Estratto fornito:
^^^^^^^^^^^^^^^^

Davvero noi ci faremo una campagna elettorale così? Sospesi tra le dichiarazioni di Vannacci e le signorine del Liguria Gate portate a Montecarlo, gli incontri sullo yacht, le mascherine che ci riportano al Covid? Secondo me sì e questo ce la dice lunga su quanto sia (poco) importante l’Europa e il suo parco giochi detto anche Parlamento europeo. Metto in fila alcune riflessioni. C’è una Europa “vera” che sta sopra la democrazia e sopra le teste di tutti, è l’Europa del liberismo più affarista, mercatista, delle liberalizzazioni e di giganteschi business, è l’Europa dei paradisi fiscali che si moltiplicano all’interno dell’eurozona mettendo tutti i governi in competizione tra loro per non perdere i capitali.
È l’Europa senza leader né leadership come dimostrano i profili degli ultimi tre presidenti di commissione europea: la recente Von Der Leyen, tristemente impegnata a raccattare voti dopo aver gestito malamente i dossier più delicati tra cui i vaccini, la crisi ucraina con relativa questione energetica, il congelamento del patto di stabilità con annessa riforma peggiorativa; il predecessore Jean Claude Juncker, colui che ha garantito l’espandersi dell’elusione fiscale in Lussemburgo e poi nell’eurozona; e prima ancora Josè Manuel Barroso, il quale dopo dieci anni di europresidenza è stato assunto come presidente non esecutivo e advisor della banca d’affari Goldman Sachs. La stessa di Mario Draghi, cioè il prossimo leader di una Europa sempre più oggetto misterioso.
Avremmo potuto parlare di Europa, domandarci a che punto siamo. Addirittura avremmo potuto porci la domanda delle domande: ma a che serve questa Europa? Che cos’è? Ma appunto, meno se ne parla meglio è; l’incantesimo deve durare.
Dunque passeremo questi mesi incagliati tra le dichiarazioni di Vannacci e una inchiesta che sta al diritto come io sto alla letteratura. Siamo incagliati sempre lì su una riforma della giustizia che a chiacchiere abbiamo scritto e riscritto mille volte e che quando si è tradotta in qualche testo normativo non ha cambiato un bel niente. Siamo nel giradischi delle usuali dichiarazioni dove prevale la prudenza, il garantismo e tutte quelle cose lì che non hanno alcun senso quando il processo è già in corso per quanto non sia nemmeno cominciato; ci sono già i colpevoli, anzi i condannati che appunto debbono dimettersi. Altro che presunzione di innocenza, questo è il solito sputtanamento. Non soltanto dei singoli, ma della politica, che non conta un tubo (per proprie colpe perché non ha saputo capire cosa stava accadendo) e conterà sempre di meno. I lettori di Repubblica sanno tutto delle serate a Montecarlo e delle chiacchierate che si sono fatti sullo yacht (“perché è l’informazione”, no?), così da costruire il depravato, il puttaniere e gli altri personaggi della commedia; però non hanno diritto di sapere del sistema fiscale degli Agnelli. Per esempio.

^^^^^^^^^^^^^^^^

[Dati di puntamento per regione]
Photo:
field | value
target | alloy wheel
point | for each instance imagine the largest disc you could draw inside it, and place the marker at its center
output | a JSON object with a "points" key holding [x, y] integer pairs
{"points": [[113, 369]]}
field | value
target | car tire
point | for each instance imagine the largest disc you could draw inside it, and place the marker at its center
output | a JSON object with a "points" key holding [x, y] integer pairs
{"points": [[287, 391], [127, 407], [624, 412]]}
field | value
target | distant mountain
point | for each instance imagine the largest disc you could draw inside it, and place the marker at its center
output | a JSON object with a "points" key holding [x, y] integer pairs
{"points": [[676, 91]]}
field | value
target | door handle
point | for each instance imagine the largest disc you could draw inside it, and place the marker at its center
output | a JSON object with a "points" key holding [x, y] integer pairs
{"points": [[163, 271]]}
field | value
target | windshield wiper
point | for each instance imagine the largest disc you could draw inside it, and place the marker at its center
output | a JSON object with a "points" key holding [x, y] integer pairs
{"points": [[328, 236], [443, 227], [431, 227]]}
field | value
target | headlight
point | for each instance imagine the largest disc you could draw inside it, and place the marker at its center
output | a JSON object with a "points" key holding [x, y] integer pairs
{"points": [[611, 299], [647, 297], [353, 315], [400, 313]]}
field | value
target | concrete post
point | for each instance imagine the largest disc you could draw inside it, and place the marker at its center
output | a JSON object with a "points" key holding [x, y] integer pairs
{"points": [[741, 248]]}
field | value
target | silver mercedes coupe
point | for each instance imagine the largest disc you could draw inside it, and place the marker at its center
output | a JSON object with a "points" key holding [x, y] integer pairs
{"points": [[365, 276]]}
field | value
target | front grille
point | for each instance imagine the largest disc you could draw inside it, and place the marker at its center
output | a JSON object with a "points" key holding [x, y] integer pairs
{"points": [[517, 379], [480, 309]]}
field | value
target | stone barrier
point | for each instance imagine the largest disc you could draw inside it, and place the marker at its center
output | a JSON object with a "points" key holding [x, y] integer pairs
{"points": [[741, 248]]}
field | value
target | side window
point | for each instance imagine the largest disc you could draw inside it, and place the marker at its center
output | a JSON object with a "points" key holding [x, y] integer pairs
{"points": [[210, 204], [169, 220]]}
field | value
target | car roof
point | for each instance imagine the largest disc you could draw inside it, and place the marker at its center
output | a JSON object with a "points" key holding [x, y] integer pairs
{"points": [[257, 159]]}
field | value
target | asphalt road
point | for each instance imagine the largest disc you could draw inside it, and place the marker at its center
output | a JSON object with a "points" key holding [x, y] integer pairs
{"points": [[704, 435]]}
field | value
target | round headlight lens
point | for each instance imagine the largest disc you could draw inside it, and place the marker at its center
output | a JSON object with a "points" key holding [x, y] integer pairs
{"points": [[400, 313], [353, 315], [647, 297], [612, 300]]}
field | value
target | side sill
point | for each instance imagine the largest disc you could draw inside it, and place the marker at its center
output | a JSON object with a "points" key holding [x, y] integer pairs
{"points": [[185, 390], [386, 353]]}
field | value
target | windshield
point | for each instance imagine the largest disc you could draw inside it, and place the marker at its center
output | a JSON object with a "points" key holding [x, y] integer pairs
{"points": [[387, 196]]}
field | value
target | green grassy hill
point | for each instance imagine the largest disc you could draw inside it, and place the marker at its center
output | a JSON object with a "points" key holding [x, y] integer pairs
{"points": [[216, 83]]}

^^^^^^^^^^^^^^^^

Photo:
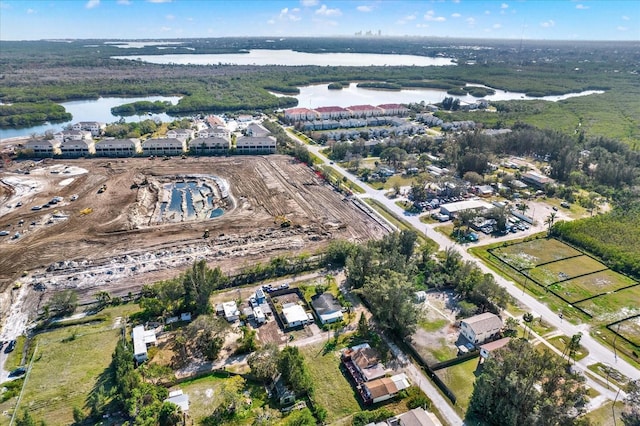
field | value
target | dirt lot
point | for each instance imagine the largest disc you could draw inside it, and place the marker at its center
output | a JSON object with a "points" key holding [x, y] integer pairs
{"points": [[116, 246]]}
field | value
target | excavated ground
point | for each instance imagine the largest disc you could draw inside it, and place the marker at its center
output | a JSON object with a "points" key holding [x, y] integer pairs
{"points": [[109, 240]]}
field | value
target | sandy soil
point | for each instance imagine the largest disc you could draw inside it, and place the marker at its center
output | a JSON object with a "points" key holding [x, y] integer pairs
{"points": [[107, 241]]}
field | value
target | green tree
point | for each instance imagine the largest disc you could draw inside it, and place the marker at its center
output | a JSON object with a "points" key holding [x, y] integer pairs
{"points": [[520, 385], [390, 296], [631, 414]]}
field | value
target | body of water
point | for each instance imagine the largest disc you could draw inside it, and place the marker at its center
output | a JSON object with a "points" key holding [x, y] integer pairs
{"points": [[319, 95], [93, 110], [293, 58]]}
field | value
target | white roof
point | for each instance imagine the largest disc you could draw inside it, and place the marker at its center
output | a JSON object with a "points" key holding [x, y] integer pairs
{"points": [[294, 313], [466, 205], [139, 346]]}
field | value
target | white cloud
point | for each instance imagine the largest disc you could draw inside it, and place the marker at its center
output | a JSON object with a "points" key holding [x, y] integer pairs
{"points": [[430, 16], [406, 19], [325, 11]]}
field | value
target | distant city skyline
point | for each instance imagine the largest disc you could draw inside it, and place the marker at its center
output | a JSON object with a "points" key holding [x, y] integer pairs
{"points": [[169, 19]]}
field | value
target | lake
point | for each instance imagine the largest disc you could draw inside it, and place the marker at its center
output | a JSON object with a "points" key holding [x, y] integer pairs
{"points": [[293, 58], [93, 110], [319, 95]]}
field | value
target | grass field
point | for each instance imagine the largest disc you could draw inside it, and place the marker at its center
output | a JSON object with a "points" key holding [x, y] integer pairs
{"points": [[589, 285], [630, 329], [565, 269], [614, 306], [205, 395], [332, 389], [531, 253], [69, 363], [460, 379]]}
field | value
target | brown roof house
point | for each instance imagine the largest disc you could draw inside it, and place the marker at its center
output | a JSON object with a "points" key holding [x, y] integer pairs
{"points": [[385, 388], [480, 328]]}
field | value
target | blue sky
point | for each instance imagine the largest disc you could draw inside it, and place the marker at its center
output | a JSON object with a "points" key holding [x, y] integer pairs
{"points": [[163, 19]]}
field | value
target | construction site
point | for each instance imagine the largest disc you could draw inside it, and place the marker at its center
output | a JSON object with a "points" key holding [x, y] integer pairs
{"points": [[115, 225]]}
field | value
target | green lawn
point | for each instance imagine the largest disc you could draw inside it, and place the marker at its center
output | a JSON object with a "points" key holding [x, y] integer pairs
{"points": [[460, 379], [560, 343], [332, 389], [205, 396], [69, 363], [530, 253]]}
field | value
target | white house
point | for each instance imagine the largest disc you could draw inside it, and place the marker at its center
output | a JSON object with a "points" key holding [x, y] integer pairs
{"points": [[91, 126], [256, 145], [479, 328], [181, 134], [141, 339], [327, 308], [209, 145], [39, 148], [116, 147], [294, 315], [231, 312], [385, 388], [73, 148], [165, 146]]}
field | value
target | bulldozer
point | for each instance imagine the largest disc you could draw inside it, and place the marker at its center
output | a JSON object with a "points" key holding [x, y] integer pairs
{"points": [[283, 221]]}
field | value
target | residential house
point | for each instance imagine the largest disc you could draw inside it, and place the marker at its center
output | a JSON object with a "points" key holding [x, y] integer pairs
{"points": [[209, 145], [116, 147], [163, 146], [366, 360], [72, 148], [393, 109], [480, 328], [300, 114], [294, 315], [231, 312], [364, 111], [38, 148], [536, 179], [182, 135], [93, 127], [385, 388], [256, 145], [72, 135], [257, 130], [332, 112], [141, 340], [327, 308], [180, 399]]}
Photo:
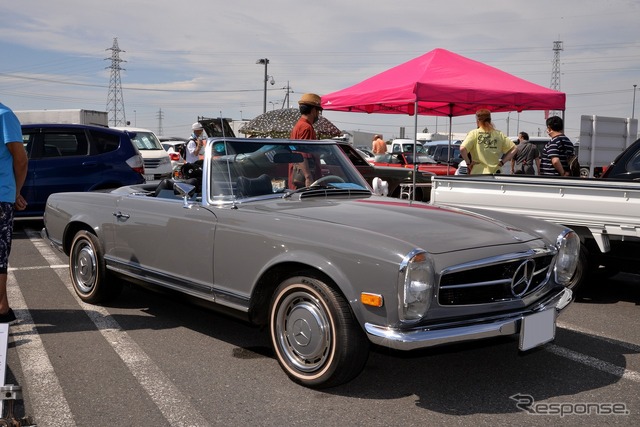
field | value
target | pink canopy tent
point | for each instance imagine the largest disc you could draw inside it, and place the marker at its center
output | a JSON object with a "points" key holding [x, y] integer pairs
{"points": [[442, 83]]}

^^^^^^^^^^^^^^^^

Consegna esercizio:
Ripeti parola per parola il passo dell'articolo sulla campagna per le europee compreso tra "È l’Europa senza" e "più oggetto misterioso.", estremi inclusi.

Risposta al problema:
È l’Europa senza leader né leadership come dimostrano i profili degli ultimi tre presidenti di commissione europea: la recente Von Der Leyen, tristemente impegnata a raccattare voti dopo aver gestito malamente i dossier più delicati tra cui i vaccini, la crisi ucraina con relativa questione energetica, il congelamento del patto di stabilità con annessa riforma peggiorativa; il predecessore Jean Claude Juncker, colui che ha garantito l’espandersi dell’elusione fiscale in Lussemburgo e poi nell’eurozona; e prima ancora Josè Manuel Barroso, il quale dopo dieci anni di europresidenza è stato assunto come presidente non esecutivo e advisor della banca d’affari Goldman Sachs. La stessa di Mario Draghi, cioè il prossimo leader di una Europa sempre più oggetto misterioso.